Which lines in the items below contain the word "brown"? Return every such line in full, treating uppercase and lowercase as different.

▶ _Dataset content_
--- START ---

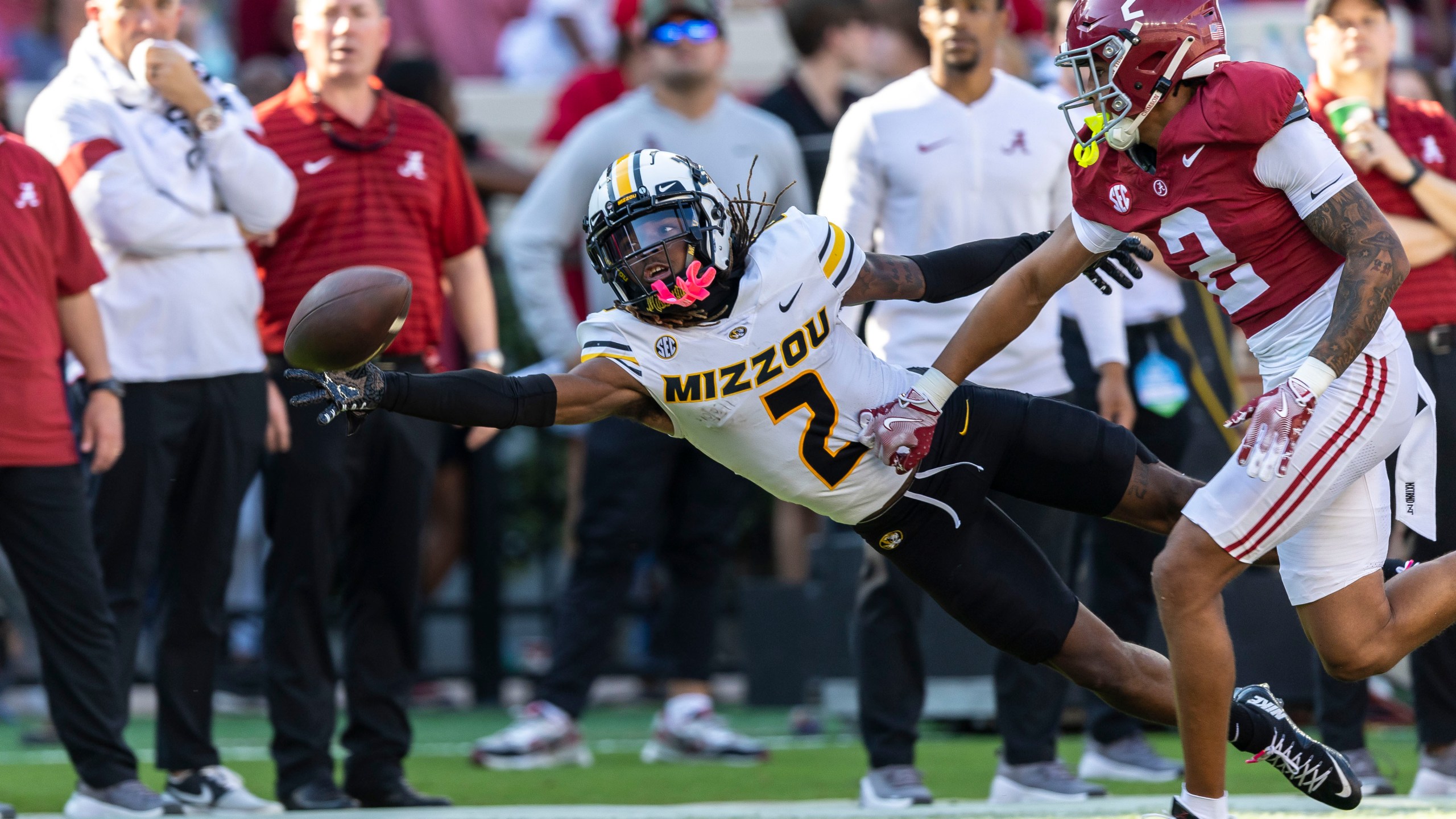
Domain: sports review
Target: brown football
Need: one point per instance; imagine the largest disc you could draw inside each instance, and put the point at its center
(347, 318)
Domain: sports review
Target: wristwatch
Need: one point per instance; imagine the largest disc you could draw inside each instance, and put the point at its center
(209, 118)
(493, 359)
(108, 385)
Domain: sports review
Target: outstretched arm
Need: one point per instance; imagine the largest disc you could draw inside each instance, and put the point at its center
(481, 398)
(1375, 267)
(941, 276)
(1014, 302)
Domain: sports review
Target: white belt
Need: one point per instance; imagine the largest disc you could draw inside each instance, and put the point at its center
(1416, 468)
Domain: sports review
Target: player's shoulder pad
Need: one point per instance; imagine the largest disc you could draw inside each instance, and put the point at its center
(1247, 102)
(799, 244)
(601, 337)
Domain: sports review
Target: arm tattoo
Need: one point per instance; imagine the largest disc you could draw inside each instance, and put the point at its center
(1375, 267)
(886, 278)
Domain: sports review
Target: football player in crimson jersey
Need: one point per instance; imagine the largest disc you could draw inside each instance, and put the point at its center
(731, 340)
(1219, 164)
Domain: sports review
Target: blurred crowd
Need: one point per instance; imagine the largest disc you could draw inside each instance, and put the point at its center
(214, 159)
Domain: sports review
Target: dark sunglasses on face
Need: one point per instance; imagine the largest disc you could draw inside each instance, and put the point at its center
(693, 31)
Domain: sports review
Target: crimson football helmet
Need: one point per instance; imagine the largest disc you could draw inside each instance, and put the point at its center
(1127, 55)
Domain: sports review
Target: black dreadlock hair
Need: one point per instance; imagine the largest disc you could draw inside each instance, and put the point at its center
(747, 221)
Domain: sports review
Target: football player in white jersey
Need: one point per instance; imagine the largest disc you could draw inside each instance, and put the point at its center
(727, 334)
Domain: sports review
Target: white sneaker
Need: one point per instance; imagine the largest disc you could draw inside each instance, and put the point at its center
(123, 800)
(541, 737)
(688, 730)
(1129, 760)
(214, 789)
(1436, 774)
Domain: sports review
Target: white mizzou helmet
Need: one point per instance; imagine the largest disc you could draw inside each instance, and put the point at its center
(660, 234)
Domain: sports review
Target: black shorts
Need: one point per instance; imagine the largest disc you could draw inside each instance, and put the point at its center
(965, 551)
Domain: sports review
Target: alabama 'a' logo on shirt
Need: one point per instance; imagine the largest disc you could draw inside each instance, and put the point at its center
(414, 167)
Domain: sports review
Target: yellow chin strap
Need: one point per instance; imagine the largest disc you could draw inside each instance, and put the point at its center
(1088, 156)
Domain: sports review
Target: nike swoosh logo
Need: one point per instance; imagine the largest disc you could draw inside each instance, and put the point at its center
(1346, 791)
(785, 308)
(311, 168)
(1315, 195)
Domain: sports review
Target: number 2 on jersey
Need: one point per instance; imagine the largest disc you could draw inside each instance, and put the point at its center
(1234, 288)
(807, 390)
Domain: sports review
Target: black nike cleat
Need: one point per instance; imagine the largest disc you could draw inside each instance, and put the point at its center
(1312, 767)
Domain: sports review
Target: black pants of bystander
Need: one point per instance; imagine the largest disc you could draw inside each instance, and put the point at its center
(168, 509)
(643, 490)
(344, 512)
(46, 532)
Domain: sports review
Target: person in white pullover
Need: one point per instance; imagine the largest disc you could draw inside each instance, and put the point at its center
(171, 187)
(631, 470)
(953, 154)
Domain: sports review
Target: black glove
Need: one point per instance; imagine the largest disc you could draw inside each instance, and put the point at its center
(1123, 255)
(354, 392)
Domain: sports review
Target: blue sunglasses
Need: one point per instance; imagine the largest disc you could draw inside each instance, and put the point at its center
(693, 31)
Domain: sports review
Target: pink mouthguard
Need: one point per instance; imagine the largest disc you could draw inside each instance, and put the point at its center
(692, 288)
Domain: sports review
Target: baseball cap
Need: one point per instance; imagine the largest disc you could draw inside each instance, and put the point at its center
(653, 12)
(1315, 9)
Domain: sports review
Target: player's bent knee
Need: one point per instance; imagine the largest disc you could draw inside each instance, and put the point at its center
(1359, 664)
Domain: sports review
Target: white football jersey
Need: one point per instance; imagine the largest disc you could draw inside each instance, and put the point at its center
(772, 391)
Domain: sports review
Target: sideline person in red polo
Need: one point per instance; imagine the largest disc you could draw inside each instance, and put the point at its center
(47, 267)
(1404, 152)
(380, 181)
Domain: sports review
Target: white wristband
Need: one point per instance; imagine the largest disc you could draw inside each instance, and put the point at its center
(935, 388)
(1315, 374)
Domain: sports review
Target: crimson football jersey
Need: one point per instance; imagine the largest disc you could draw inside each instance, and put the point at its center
(1206, 209)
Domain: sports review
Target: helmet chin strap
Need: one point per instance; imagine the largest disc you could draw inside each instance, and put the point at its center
(1124, 135)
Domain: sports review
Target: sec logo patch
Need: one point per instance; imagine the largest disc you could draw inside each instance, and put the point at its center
(1120, 198)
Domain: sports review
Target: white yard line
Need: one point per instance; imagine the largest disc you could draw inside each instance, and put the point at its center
(1133, 806)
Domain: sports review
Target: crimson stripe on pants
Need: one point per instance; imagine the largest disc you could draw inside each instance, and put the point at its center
(1308, 471)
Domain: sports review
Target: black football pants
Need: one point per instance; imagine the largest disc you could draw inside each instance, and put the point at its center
(46, 532)
(643, 490)
(344, 514)
(1120, 557)
(890, 664)
(167, 512)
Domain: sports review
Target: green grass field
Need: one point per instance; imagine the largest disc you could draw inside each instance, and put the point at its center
(813, 768)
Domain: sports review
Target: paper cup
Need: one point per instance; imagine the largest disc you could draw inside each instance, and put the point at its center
(1347, 113)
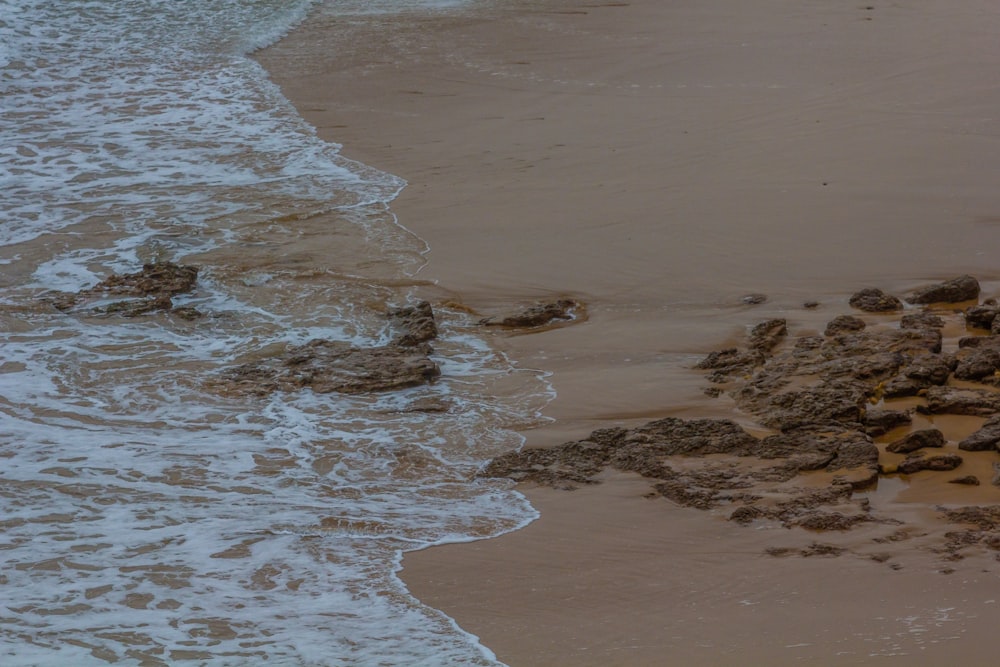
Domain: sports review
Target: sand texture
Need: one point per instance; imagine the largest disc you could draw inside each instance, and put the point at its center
(684, 171)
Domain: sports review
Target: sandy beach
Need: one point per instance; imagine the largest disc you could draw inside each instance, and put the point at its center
(659, 162)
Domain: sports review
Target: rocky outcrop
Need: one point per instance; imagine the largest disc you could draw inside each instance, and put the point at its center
(537, 315)
(963, 288)
(326, 366)
(985, 439)
(148, 291)
(874, 300)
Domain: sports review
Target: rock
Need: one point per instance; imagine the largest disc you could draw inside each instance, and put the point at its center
(985, 439)
(920, 321)
(963, 288)
(844, 324)
(911, 442)
(879, 421)
(767, 335)
(157, 278)
(332, 366)
(940, 463)
(959, 401)
(537, 315)
(417, 324)
(977, 363)
(874, 300)
(982, 316)
(924, 371)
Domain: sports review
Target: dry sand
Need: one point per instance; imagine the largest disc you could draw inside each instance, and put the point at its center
(659, 160)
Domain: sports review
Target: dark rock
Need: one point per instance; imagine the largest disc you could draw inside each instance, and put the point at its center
(959, 401)
(537, 315)
(874, 300)
(154, 279)
(331, 366)
(754, 299)
(920, 321)
(982, 316)
(985, 439)
(879, 421)
(939, 463)
(843, 324)
(924, 371)
(911, 442)
(416, 323)
(767, 335)
(963, 288)
(976, 363)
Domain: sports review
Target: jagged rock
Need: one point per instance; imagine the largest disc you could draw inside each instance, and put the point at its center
(537, 315)
(982, 316)
(920, 321)
(939, 463)
(332, 366)
(754, 299)
(767, 335)
(417, 324)
(879, 421)
(911, 442)
(960, 401)
(874, 300)
(924, 371)
(963, 288)
(157, 278)
(152, 288)
(985, 439)
(844, 324)
(976, 363)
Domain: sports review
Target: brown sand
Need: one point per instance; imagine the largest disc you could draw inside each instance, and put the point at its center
(659, 160)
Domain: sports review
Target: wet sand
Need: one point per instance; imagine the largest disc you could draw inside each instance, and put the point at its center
(659, 161)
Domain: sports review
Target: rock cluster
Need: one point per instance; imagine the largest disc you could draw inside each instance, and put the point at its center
(146, 291)
(823, 398)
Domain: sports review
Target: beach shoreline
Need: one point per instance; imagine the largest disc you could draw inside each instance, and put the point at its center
(660, 163)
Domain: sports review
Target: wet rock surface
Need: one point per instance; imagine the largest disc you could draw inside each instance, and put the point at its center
(874, 300)
(537, 315)
(148, 291)
(824, 399)
(963, 288)
(326, 366)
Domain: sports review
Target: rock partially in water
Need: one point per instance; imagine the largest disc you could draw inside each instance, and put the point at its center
(985, 439)
(537, 315)
(960, 401)
(326, 366)
(911, 442)
(416, 324)
(332, 366)
(844, 324)
(151, 290)
(940, 463)
(874, 300)
(963, 288)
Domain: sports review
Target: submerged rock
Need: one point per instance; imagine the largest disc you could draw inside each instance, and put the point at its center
(963, 288)
(911, 442)
(326, 366)
(874, 300)
(986, 438)
(537, 315)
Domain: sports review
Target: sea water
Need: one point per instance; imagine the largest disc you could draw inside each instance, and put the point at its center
(145, 517)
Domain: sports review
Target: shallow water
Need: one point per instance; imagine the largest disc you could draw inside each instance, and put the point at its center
(146, 517)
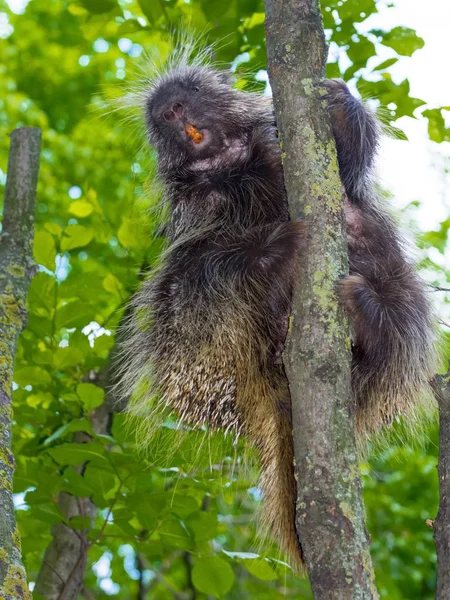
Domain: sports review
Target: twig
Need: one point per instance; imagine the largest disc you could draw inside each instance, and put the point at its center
(441, 524)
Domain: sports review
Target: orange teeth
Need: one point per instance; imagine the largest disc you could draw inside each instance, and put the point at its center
(195, 135)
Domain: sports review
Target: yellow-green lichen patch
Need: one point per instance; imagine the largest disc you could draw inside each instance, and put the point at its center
(11, 311)
(5, 482)
(15, 270)
(15, 584)
(16, 539)
(308, 86)
(6, 457)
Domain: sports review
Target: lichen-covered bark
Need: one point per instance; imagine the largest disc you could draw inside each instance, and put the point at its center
(16, 270)
(441, 524)
(330, 511)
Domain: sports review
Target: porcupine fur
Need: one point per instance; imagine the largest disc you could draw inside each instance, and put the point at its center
(209, 325)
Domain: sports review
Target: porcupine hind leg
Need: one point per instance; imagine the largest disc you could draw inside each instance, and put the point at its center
(386, 301)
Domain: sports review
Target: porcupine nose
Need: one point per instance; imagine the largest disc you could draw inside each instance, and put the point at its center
(176, 112)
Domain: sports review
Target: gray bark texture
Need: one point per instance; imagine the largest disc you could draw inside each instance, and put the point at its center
(16, 270)
(441, 524)
(330, 511)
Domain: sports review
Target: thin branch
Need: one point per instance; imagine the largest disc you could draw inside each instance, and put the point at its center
(16, 268)
(330, 511)
(441, 525)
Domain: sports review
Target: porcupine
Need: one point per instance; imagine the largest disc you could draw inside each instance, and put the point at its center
(209, 325)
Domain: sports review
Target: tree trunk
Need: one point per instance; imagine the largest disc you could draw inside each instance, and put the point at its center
(330, 510)
(441, 524)
(16, 271)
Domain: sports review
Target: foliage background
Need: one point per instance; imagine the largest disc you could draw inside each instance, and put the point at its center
(173, 532)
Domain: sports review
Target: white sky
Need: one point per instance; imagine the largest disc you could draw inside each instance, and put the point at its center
(414, 169)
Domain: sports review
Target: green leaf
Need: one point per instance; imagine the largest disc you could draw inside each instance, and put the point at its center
(204, 525)
(75, 484)
(152, 9)
(76, 454)
(403, 40)
(80, 522)
(81, 208)
(212, 575)
(385, 64)
(44, 249)
(32, 376)
(75, 425)
(437, 129)
(174, 534)
(76, 236)
(41, 295)
(90, 395)
(98, 7)
(73, 314)
(100, 480)
(260, 568)
(67, 357)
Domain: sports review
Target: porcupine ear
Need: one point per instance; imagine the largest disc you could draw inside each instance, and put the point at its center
(225, 77)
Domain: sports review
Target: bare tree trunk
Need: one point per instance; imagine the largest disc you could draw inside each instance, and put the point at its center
(441, 524)
(330, 510)
(16, 271)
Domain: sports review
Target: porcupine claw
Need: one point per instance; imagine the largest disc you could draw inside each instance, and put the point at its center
(192, 131)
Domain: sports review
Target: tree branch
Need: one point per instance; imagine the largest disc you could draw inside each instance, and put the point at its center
(330, 511)
(441, 524)
(16, 268)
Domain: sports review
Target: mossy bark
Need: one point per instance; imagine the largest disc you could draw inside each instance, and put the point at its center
(330, 510)
(441, 524)
(16, 269)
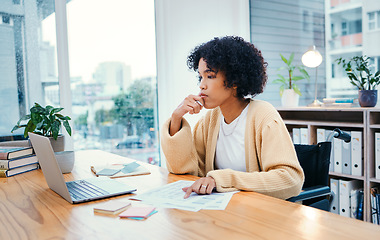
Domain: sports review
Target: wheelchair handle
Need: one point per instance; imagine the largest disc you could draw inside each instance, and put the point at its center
(337, 133)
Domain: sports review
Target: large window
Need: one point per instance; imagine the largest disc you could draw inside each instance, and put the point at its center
(113, 76)
(27, 59)
(111, 49)
(286, 27)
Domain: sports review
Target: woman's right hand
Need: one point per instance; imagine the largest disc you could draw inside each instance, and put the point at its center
(188, 105)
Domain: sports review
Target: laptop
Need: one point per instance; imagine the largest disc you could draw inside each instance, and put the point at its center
(75, 191)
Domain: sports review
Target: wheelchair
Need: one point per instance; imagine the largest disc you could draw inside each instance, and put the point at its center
(315, 162)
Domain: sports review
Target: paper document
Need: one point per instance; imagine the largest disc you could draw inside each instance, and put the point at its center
(171, 196)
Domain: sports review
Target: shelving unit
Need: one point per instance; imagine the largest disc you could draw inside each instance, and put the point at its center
(366, 120)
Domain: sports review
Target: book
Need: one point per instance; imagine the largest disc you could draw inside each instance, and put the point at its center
(112, 207)
(337, 105)
(18, 162)
(338, 100)
(119, 170)
(137, 212)
(11, 172)
(14, 152)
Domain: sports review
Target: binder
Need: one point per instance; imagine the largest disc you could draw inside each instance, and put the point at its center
(304, 135)
(346, 157)
(377, 155)
(345, 188)
(355, 197)
(296, 136)
(374, 210)
(334, 186)
(332, 163)
(356, 153)
(338, 155)
(321, 135)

--- END ---

▶ _Solution to this problem_
Target: brown football
Target: brown sand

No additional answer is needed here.